### Directions
Write the data out again in full, with no departure from the original.

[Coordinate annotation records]

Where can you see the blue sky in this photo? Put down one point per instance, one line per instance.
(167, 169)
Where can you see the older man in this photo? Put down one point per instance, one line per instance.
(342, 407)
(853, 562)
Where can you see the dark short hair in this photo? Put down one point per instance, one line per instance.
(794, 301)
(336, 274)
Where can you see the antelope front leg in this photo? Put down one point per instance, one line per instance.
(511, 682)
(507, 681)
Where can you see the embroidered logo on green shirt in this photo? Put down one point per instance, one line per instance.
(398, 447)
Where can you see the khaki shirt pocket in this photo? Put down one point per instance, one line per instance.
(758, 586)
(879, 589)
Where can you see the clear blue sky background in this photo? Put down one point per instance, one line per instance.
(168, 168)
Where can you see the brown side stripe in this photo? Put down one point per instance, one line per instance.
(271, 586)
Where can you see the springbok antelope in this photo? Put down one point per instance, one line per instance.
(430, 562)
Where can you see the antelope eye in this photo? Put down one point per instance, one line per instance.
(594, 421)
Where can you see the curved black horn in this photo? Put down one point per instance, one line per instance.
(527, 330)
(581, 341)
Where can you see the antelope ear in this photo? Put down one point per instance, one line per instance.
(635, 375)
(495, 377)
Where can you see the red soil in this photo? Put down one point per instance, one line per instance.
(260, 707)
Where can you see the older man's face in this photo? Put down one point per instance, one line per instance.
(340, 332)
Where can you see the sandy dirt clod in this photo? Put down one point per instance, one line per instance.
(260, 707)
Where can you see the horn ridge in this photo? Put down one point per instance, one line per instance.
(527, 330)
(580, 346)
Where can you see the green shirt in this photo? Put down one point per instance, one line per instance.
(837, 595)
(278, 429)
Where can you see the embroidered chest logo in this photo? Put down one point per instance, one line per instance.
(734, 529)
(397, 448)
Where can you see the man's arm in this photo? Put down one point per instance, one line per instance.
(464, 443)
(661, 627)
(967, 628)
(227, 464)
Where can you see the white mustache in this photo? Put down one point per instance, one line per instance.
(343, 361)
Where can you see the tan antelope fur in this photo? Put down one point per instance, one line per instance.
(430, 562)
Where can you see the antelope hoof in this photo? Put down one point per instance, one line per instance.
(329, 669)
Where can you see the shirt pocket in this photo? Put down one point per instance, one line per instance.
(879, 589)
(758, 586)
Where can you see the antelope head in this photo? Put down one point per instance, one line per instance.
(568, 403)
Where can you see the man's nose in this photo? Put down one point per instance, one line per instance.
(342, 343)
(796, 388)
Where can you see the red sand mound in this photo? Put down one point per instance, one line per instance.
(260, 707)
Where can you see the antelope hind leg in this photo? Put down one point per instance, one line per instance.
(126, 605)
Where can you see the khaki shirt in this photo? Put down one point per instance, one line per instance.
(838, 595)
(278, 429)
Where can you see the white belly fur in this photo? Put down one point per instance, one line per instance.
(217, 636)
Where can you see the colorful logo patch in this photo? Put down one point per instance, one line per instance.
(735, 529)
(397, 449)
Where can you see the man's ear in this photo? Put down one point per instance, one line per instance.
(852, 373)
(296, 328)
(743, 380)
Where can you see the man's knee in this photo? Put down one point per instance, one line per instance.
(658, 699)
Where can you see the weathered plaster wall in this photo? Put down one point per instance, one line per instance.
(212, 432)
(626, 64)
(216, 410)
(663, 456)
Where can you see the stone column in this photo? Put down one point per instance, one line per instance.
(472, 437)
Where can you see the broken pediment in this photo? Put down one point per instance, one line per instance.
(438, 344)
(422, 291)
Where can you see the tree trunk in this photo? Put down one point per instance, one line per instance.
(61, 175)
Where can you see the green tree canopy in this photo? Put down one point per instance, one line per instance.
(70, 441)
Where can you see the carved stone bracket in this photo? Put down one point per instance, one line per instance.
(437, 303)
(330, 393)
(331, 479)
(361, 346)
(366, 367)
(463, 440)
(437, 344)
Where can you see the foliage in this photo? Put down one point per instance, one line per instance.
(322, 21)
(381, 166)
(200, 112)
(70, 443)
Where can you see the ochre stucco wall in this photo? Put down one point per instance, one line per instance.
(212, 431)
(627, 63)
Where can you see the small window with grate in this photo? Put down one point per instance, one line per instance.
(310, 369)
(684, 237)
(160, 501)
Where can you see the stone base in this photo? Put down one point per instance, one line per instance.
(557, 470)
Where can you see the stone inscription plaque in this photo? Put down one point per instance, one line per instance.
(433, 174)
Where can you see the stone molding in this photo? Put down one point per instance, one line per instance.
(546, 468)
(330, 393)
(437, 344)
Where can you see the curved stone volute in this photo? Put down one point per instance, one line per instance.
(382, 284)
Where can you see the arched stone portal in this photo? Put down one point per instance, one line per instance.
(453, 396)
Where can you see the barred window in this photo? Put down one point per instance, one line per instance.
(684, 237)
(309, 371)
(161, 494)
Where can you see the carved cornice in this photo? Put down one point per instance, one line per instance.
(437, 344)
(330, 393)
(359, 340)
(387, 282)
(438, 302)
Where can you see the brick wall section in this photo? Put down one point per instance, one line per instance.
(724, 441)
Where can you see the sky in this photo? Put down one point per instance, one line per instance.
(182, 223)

### Solution for this task
Where can you see the blue sky in this photo? Put down one point per instance, one line per instance.
(167, 169)
Where can you see the older man in this photo? Put down one point per instance, one line per instance.
(342, 407)
(853, 562)
Where can you see the dark short hair in this photo? Put down one point per instance, one line per instance.
(794, 301)
(336, 274)
Where can you see the antelope front leg in this photo? Put down one point per instance, one line per instance.
(511, 682)
(507, 681)
Where can you see the embroidered logo on green shirt in this photo? Put down one point per instance, one line per instance.
(398, 447)
Where can you see the khaki shirt pocket in this photo? Put down one point per instance, one line per instance.
(758, 586)
(879, 589)
Where can you see the clear blue sky background in this photo? Put down one point per instance, one line per instance.
(168, 168)
Where can you see the brown side stripe in this photo? Put down one point per instance, one line per instance.
(271, 586)
Where can you see the springbok antelope in this photo? Put down one point per instance, one line per instance.
(430, 562)
Where can you see the antelope eye in this photo? Put down one point per instance, one line per instance.
(594, 421)
Where can you see the curved black horn in this photo? Put down one point per instance, one line per instance.
(527, 330)
(581, 341)
Where can you see the antelope ear in this photo? Put down one point per instance, one line per instance.
(635, 375)
(495, 377)
Where can you see the red soil in this photo? Put down one point per instance, one line per instance.
(260, 707)
Where can you see the older man's face in this photo? Put down one point per instance, one line per instance.
(340, 332)
Where can you see the sandy dirt clod in this photo? Put down one point per instance, one line per instance.
(260, 707)
Where can you see the horn ridge in this photo? Put down one point per instance, one line per instance.
(527, 330)
(580, 346)
Where can you see the green shirt in this photo? Put down one point per instance, one line per instance.
(837, 595)
(278, 429)
Where can you see the embroidered chest logo in this photo? Put down one point per instance, one line per instance.
(734, 529)
(397, 448)
Where can you see the man's arm in this photo? Put down one point per instance, one line per instance.
(464, 443)
(661, 627)
(967, 628)
(227, 464)
Where can you see the white mustache in this photo? Put down one point per instance, one line per instance.
(343, 361)
Where can you see the tan antelope fur in this photo? Put down one point per instance, one line per instance.
(430, 562)
Where can you see the antelope hoof in this photo? Put down one point per instance, one line per instance.
(329, 669)
Where can you see the shirt pocket in this photo? Put down one point per instance, one line per instance.
(879, 589)
(758, 586)
Where can you see the antelope head in this photo? Put down one point per instance, one line per instance.
(568, 403)
Where can you see the man's nose in this photo? Put down one point per instance, one line per instance.
(342, 343)
(796, 388)
Where can you see the red sand mound in this photo? Put down one point per instance, one line per instance.
(260, 707)
Where can you see the antelope hind leg in this photo? Put down one point per instance, one line per instance.
(126, 605)
Where can you see the khaki shirt in this photo? Put down one point per instance, one line per instance.
(838, 595)
(278, 429)
Where can you see the white belly fur in this photo? Put down one point per instance, one line per instance.
(217, 636)
Where can you see the colorful logo patch in this photo? Put down one point per instance, one line per instance.
(735, 529)
(397, 449)
Where can you see the man's ear in this photo? Put down one point per instance, one line per instance.
(852, 373)
(296, 328)
(743, 380)
Where can you see the man's knee in this photo? Put down one point per instance, one line per instance.
(658, 699)
Where can you see the weathered plaster wall in this photo? Put down one point per instance, one line per instance.
(212, 432)
(626, 64)
(216, 410)
(663, 456)
Where can you see the stone column in this photo? Put down one point per instance, one line per instance.
(472, 437)
Where can you see the broken pediment in this photo? Put down one point per instance, one line per instance.
(438, 344)
(422, 291)
Where can you see the tree trunk in this photo? Put down one point per instance, one line per instance.
(61, 175)
Where can you see the green tree canopy in this photo? Put down one point per instance, one line per instance.
(70, 441)
Where can you see the carved stone bracket in this photo? Put down one point per instance, one line per instance.
(437, 303)
(330, 393)
(331, 479)
(361, 346)
(366, 367)
(463, 440)
(437, 344)
Where can you see the foliage in this photo? Put down one point per instance, one line per instance.
(322, 21)
(381, 166)
(200, 112)
(70, 443)
Where can you see the ochre stucco wall in this photo? Put down one point per instance, one line per instance.
(212, 431)
(627, 63)
Where can you see the small window with grate in this photo? Put down one point per instance, one line per instance.
(310, 369)
(684, 237)
(160, 501)
Where can you see the stone base in this photo? Put down one point per instance, one line per instance.
(557, 470)
Where can you see the stone inscription plaque in this photo? Put down one point per instance, one line per instance.
(433, 174)
Where can you see the stone molding in this photo? Put down one point per instance, one line per instance.
(546, 468)
(330, 393)
(437, 344)
Where can you see the curved stone volute in this photo? Put down one point per instance, one line per instance.
(382, 284)
Where can you see the arched stone portal in this photo? Put down one point per instance, one line per instance.
(453, 396)
Where can you see the barred window in this photo? Put down one point per instance, one line per instance.
(684, 237)
(309, 371)
(161, 494)
Where can you see the carved cornice in this photo? Put down one point per instance, one line per instance.
(437, 344)
(330, 393)
(359, 340)
(387, 282)
(438, 302)
Where can you see the brick wall section in this photo? Put down one point per instance, one line per instance.
(724, 441)
Where can you see the sky in this photo? Put down one point per instance, one line per instance.
(182, 223)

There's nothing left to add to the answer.